→ **Textauszug**
• • •

Die pakistanischen Blasphemiegesetze sehen den Tod für die Beleidigung des Islams oder des Propheten Mohammed vor. Menschenrechtsaktivisten kritisieren, dass der Blasphemievorwurf häufig gegen religiöse Minderheiten verwendet oder in persönlichen Rachefeldzügen instrumentalisiert würde.

60 Tote nach Anschlag auf Moschee

Bei einem Bombenanschlag auf eine Moschee im Nordwesten Pakistans sind mindestens 60 Menschen getötet worden. Weitere 200 Menschen seien in der Stadt Peshawar verletzt worden, sagten Polizeibeamte und ein Kliniksprecher am 4. März der Deutschen Presse-Agentur. Das Innenministerium versetzte landesweit Sicherheitskräfte in erhöhte Alarmbereitschaft. Am Abend reklamierte die Terrormiliz Islamischer Staat (IS) den Anschlag in einer Mitteilung auf dem IS-Sprachrohr Amak für sich.

• • •

→ **Gegebene Daten**
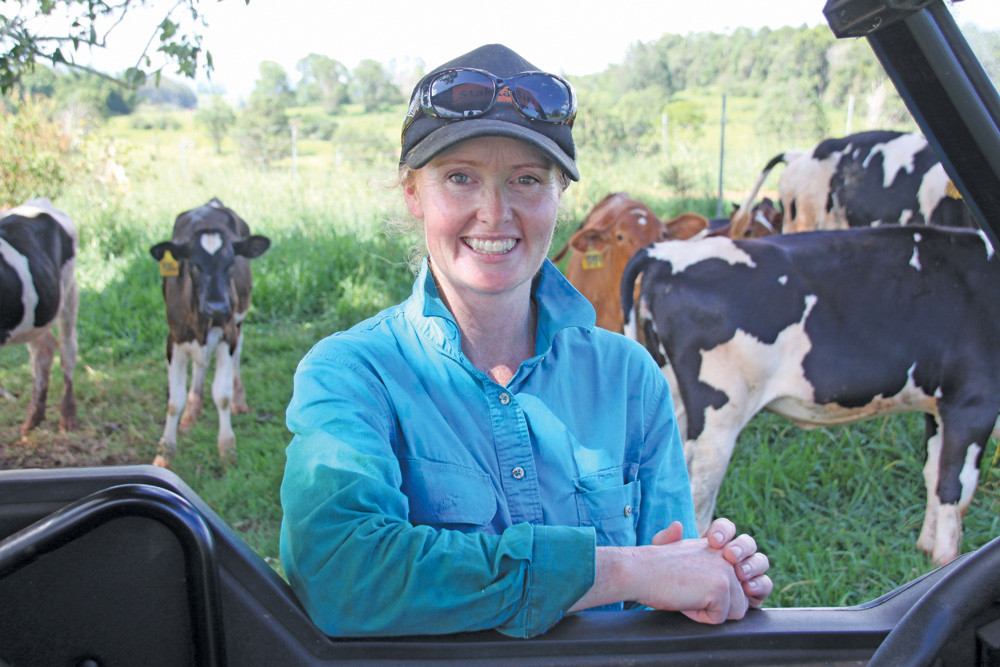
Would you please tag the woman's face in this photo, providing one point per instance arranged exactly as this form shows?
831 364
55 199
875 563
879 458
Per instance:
489 209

• • •

→ **Aufgabe**
Wie lässt sich der Textauszug in zwei Sätzen zusammenfassen?

→ **Antwort**
Pakistans Blasphemiegesetze sehen den Tod für die Beleidigung des Islams oder des Propheten Mohammed vor, und Menschenrechtsaktivisten kritisieren, dass der Vorwurf häufig gegen religiöse Minderheiten oder für persönliche Rache eingesetzt werde. Bei einem Bombenanschlag auf eine Moschee in Peshawar im Nordwesten Pakistans wurden mindestens 60 Menschen getötet und weitere 200 verletzt; das Innenministerium versetzte landesweit Sicherheitskräfte in erhöhte Alarmbereitschaft, und der IS reklamierte den Anschlag für sich.